* Start Page excerpt *
The campaign for tax reform as instanced in the ODT on recent occasions should be seen for what it really is. The perpetually aggrieved present an implausible argument that is deficient in equity and logic, which is — the more you distribute other people’s income, the wealthier the nation becomes.
It should come as no surprise as the election looms that political parties attempt to outdo each other by promising to spend more and more of voters’ money. Currently, some parties are beguiling the electorate by promising to increase the tax on "Peter to pay Paul".
They do so in order to lock in the support of Paul on election day. Political parties have a vested interest in ensuring their traditional supporters are given some immunity from a plethora of new taxes.
It also seems that many academics and/or tax "experts" think that other people’s assets should always be freely available for distribution in the name of equality.
Such people have an unshakable faith that there is a simple answer to inequality, which is of course more broadly based tax such as a capital gains tax and a tax on water. Their solution to inequality is therefore obvious, accessible, uncomplicated, and inevitably wrong.
Taxing the rich is always fashionable with politicians who for the most part fail to understand that the creation of wealth is essential in any economy and is surely a better outcome than fast-tracked poverty through excessive tax.
Statistics from Treasury NZ show 48% of the Government’s income tax comes from just 12% of the working population. Put another way, almost half of the income tax in New Zealand is paid by only 446,000 out of 3,850,000 taxpayers. So it is entirely wrong to suggest that the more well-off do not pay their fair share.
The Minister of Finance has overlooked the inconvenient reality that the top 12% pay $17.6billion in tax when announcing an increase for those earning over $180,000 — in the interests of fairness.
Inequality is given as the reason to increase the tax rate on those with the ability to pay. Few would disagree with equality of opportunity but equality of outcome will require punitive not just progressive taxation. Yet that seems to find favour with some academics.
Such people ignore the reality that equality depends on how it is measured.
If the income of a 17-year-old with no experience is compared with a well-established person nearing retirement with 50 years of experience, then inequality is entirely obvious and reasonable.
A fleeting glance at the current tax situation is already enough to scare seven bells out of the taxpayer. Income tax (33%), goods and services tax (GST, 15%), city council rates/tax, regional council rates/tax, ACC charges, road tax, fuel tax, plus an unrelenting array of levies and licence fees indicate a never-ending call on the taxpayer.
When does enough tax really become enough for those who get out of bed and go to work in the hope that they will improve their lot through effort and risk?
A wit once observed that a fine is tax for doing something wrong and a tax is a fine for doing something right.
We should be seriously incentivising hard work and productivity.
For most of us, creating a bit of capital to invest is difficult enough, but happens through hard work, long hours, short holidays, and some good decisions. But most of all, it is about risk-taking.
Most understand that reality and are prepared to accept reward only comes as a result of risk.
The vain hope of accumulating capital through winning a lottery with a $10 ticket is no substitute for development of a sound business case and borrowing against personal assets or using your house as security on a loan.
For so many taxpayers in a raft of industries, income is negligible as their asset base and (hopefully) capital value grows, which becomes the easy target for rapacious governments determined to court popularity by spending more and more OPM (other people’s money).
Farmers and small businesses do not, as a rule, make large or even any profit annually.
They rely on a capital gain to ensure there is some money to retire with should they decide to sell the property or the business. If that capital value is to be taxed on retirement, it is likely that large sums and effort will be spent on mitigation of that tax liability.
Government money does not exist to pay 403,000 public sector employees.
There is only ever taxpayer money appropriated by governments for public good projects (such as health and education) which we would all agree with. It’s the expenditure on many government ministries (32) which achieve little or nothing but are funded during good economic times that must be reviewed and discarded before any new tax is even considered.
- Gerrard Eckhoff is a retired Central Otago farmer and former Otago regional councillor and Act New Zealand MP.
* End Page excerpt *
= What you will do =
Rewrite the tax reform piece from "We should be" to "is about risk-taking.", replacing "hard work" with "sustained effort".
* Start Collected data *
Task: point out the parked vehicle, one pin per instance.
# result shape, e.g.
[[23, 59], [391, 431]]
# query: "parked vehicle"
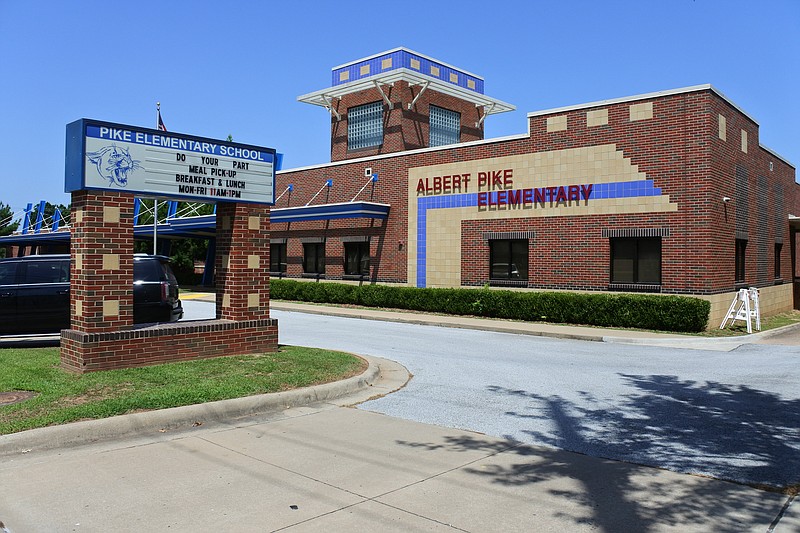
* End Collected data *
= Task output =
We should be seriously incentivising sustained effort and productivity.
For most of us, creating a bit of capital to invest is difficult enough, but happens through sustained effort, long hours, short holidays, and some good decisions. But most of all, it is about risk-taking.